Saved data entries

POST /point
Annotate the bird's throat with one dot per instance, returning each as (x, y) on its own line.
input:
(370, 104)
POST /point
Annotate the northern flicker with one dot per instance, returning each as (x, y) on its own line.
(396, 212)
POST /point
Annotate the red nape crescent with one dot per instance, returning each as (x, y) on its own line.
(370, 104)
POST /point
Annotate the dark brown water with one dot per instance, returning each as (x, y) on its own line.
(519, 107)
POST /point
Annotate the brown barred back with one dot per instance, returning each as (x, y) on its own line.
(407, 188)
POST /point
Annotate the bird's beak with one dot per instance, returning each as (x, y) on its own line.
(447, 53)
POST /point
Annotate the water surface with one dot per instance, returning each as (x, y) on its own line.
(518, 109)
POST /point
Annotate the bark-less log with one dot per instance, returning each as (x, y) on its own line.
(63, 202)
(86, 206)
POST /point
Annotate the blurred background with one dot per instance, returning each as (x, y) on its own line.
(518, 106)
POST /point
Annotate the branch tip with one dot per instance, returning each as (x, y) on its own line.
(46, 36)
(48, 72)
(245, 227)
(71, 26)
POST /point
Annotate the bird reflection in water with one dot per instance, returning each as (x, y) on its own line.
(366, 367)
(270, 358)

* * *

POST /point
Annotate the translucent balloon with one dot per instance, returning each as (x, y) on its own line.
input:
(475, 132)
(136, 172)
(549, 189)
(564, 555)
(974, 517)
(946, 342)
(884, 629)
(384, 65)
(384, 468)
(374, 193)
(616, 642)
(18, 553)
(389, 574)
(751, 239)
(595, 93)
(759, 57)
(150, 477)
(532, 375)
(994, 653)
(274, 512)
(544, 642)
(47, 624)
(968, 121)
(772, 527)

» **Objective**
Gather every line from the records above that contains the word "brown".

» **Complete response**
Annotate the dark brown water with one dot per instance, returning each as (x, y) on its own line.
Annotate the brown barred back with one dot per instance, returning each as (x, y) on its own line.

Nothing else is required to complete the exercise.